Work order →
Each record here should be printed again exactly; please leave its pictures out.

***** Material for this exercise

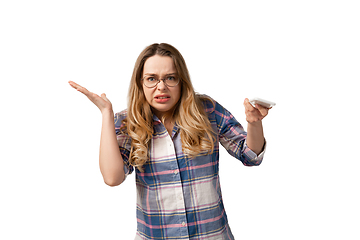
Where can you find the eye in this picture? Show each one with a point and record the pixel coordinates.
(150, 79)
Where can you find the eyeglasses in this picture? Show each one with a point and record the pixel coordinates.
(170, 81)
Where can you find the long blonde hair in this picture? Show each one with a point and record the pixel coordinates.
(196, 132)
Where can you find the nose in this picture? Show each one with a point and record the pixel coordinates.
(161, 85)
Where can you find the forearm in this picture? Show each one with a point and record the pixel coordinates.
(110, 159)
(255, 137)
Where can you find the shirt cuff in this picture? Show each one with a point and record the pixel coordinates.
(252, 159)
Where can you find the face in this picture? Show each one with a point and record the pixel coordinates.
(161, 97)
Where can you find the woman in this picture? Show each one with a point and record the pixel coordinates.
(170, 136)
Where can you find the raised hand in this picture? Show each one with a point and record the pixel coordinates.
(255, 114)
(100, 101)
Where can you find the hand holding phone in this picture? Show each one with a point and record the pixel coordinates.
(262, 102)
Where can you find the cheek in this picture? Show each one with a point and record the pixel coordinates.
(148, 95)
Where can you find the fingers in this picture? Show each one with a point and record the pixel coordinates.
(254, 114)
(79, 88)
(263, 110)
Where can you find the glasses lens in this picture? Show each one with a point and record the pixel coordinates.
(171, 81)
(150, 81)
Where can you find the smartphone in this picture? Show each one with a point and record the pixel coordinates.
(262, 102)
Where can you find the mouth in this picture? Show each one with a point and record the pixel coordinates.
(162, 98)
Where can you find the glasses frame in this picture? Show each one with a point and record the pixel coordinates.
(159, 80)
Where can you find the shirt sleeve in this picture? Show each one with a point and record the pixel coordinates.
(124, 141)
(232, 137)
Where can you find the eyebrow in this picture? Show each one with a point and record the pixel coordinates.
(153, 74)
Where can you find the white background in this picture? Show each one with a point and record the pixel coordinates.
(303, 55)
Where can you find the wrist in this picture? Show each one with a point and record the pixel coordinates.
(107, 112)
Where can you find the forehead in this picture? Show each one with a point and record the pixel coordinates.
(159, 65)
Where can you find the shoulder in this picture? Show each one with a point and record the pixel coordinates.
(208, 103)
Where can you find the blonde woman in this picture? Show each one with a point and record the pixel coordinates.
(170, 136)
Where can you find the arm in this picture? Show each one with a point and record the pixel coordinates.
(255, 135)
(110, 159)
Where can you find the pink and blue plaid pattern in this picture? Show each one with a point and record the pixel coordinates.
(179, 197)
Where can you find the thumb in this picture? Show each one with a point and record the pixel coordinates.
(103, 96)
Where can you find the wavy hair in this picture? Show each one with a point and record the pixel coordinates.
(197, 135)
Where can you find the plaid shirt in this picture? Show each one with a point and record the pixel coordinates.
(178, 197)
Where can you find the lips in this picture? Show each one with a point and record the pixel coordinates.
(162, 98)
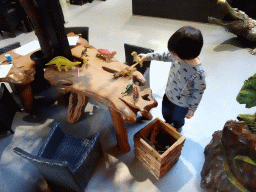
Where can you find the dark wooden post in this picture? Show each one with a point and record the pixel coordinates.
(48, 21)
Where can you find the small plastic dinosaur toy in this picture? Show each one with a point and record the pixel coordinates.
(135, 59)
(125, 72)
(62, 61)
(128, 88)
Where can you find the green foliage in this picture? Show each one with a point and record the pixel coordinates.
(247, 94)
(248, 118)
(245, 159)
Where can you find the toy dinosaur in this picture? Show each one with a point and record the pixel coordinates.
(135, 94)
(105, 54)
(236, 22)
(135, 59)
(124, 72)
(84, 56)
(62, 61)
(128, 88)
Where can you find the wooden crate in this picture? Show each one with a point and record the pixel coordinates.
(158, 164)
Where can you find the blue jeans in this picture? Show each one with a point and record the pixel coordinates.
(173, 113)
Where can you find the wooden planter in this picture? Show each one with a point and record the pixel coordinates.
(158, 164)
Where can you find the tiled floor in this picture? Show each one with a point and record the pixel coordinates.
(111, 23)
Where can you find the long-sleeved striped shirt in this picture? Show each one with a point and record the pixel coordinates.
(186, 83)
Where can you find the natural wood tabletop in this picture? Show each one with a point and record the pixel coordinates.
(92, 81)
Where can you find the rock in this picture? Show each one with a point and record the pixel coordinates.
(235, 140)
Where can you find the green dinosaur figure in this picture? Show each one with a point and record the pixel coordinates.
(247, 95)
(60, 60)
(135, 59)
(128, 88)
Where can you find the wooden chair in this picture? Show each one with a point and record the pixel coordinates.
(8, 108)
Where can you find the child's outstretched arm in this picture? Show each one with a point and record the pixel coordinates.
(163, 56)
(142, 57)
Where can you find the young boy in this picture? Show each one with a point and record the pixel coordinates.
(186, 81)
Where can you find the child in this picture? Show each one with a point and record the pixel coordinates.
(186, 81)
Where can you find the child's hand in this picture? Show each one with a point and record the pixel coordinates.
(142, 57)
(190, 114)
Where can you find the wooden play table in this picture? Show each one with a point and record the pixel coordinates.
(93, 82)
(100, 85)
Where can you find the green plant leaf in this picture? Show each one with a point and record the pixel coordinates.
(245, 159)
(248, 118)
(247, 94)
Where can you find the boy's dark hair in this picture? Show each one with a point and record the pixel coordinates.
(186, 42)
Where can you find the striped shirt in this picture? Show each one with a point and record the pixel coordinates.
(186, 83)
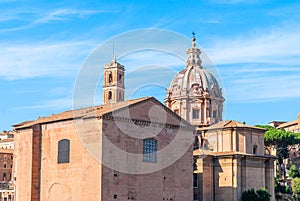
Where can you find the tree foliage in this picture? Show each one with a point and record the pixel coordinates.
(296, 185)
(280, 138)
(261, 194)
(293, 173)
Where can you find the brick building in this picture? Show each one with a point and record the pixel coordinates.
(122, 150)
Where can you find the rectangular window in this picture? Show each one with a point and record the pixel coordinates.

**********

Answer box →
Where can you find the eye in this picture? Show each one with a point and record the pixel coordinates.
(150, 79)
Where can you find the eyeglasses in this picture? Show each one with a point and record the pixel coordinates.
(170, 81)
Where can you find the long blonde hair in this picture? Show each one with a point and record the pixel coordinates.
(196, 132)
Where can you find the nose in this picture? Show each one with a point and record the pixel coordinates.
(161, 85)
Where can you find the forearm in this picture? Show each one with a point and record the pixel coordinates.
(110, 159)
(255, 137)
Where can you find the shirt cuff in this picture? Show each one with a point and record the pixel coordinates.
(252, 159)
Where can you find the face in this picture? Show each one with a point and record the pixel coordinates.
(161, 97)
Where can you find the woman in this picture? Show each one with a point and record the pixel coordinates.
(170, 136)
Where can you find the raised hand in this picture? Show each one with a point and record the pixel coordinates.
(255, 114)
(100, 101)
Where can you find the hand holding phone in this picture? Show each one with a point and record the pixel coordinates.
(262, 102)
Where can you find the cheek in this picture? Show each one with a point and record the pixel coordinates.
(148, 95)
Where can you find the fingers in this picture? Show each one with a point and record the pixel coordinates.
(254, 114)
(79, 88)
(263, 110)
Where can you find the glasses lens in this picture? Show each one with a point and record the pixel coordinates.
(171, 81)
(150, 81)
Where can you find the smartphone in this picture? Show each one with a point and record the pixel coordinates.
(262, 102)
Where can you find the mouth in this picture? Show each one with a point and record the pixel coordinates.
(162, 98)
Where can you find the glasses frame in this picture? Show each one with a point and record the pixel coordinates.
(159, 80)
Where can you find the shirt sleeve in this picture? Show each one with a point and record the pixel coordinates.
(124, 141)
(232, 137)
Where can you find the eyebrow in this picture? Show each one with a point and record the pixel coordinates.
(153, 74)
Where can you find the white background in this picture? Show each one with a point and record the pixel coordinates.
(303, 55)
Where can you find the wrist in this picture? Show each one with a point and record the pixel coordinates.
(107, 112)
Where can you find the forehead in this picture? Show each one with a point and record the pixel coordinates.
(159, 65)
Where can you find the shoulder in this picture? Show each one with a point and record the pixel coordinates.
(208, 103)
Where can you find the blonde woman in this picture? Show each one with a point and record the pixel coordinates.
(170, 136)
Where can you find the arm in this picture? Show each one with a point and record the pixel coordinates.
(255, 135)
(110, 159)
Where can you find the pink and blue plaid pattern in this picture? Show each one with a point and record the pixel coordinates.
(179, 197)
Where can you find the thumb in this picture? Show each one with a point and record the pixel coordinates.
(103, 96)
Where can you find the wavy hair in this picture? Show each one with a point and record the pixel coordinates.
(197, 135)
Where can you find the plaid shirt in this picture? Show each one with a point and record the pixel coordinates.
(178, 197)
Where can you find the lips in this picture? Show each one with a point and record the pixel coordinates.
(162, 98)
Where can you find the dark wooden post in this picture? Show each one with a point and record the pixel coordinates.
(48, 21)
Where can you find the small plastic dinosaur toy in this picture? Show each one with a point and record the pixel coordinates.
(135, 59)
(125, 72)
(62, 61)
(128, 88)
Where can you find the green foliage in this picture? Show each one with a point and record the pixel coordinates.
(247, 94)
(248, 118)
(245, 159)
Where can you find the toy dinosaur in this picture? Show each one with a point and record the pixel coordinates.
(135, 94)
(105, 54)
(236, 22)
(135, 59)
(124, 72)
(84, 56)
(62, 61)
(128, 88)
Where can you find the wooden crate in this picture? Show each one with a point and record the pixel coordinates.
(158, 164)
Where can you find the blue jeans in this picture? Show each one with a point and record the pixel coordinates.
(173, 113)
Where can you find the wooden planter in this picture? Show each one with a point and record the pixel coordinates.
(158, 164)
Where can you find the tiled floor in this picture? Show each one with a point and record the pixel coordinates.
(111, 23)
Where can you find the long-sleeved striped shirt in this picture? Show each one with a point and record the pixel coordinates.
(186, 83)
Where can you find the natural wood tabletop in this picture? Show each one with a point and record the pixel coordinates.
(92, 81)
Where can you find the rock in this picture? Show each one with a point and record the pixel coordinates.
(235, 140)
Where can you find the green dinosaur figure in this picture? Show each one with a point and record the pixel coordinates.
(247, 95)
(60, 60)
(135, 59)
(128, 88)
Where can you find the wooden chair in this picture? Show each one with a point and record the pixel coordinates.
(8, 108)
Where can you find the child's outstretched arm in this picture? Show each one with a point and record the pixel coordinates.
(163, 56)
(142, 57)
Where can you find the young boy in this picture? Show each one with a point and record the pixel coordinates.
(186, 81)
Where can you find the child in this picture? Show each one with a point and record the pixel coordinates.
(186, 81)
Where can you find the child's hand in this picture? Show each one with a point and record the pixel coordinates.
(142, 57)
(190, 114)
Where can you find the wooden play table in this picture? Show each one with a point and record the pixel coordinates.
(93, 82)
(100, 85)
Where can you find the green plant leaf in this picture? Show each one with a point and record the pixel coordinates.
(245, 159)
(248, 118)
(247, 94)
Where can you find the boy's dark hair in this picture? Show each one with a point and record the pixel coordinates.
(186, 42)
Where can you find the striped shirt in this picture? Show each one with a point and record the pixel coordinates.
(186, 83)
Where can you find the tree foliage in this picture? Show each one with a point and record the pixel coordinates.
(296, 185)
(280, 138)
(261, 194)
(293, 173)
Where can you find the brick building in this picture? Show each one with a point and record the pixel coordinates.
(122, 150)
Where can you find the rectangular window in this picture? Show each one with a point and record the pixel coordinates.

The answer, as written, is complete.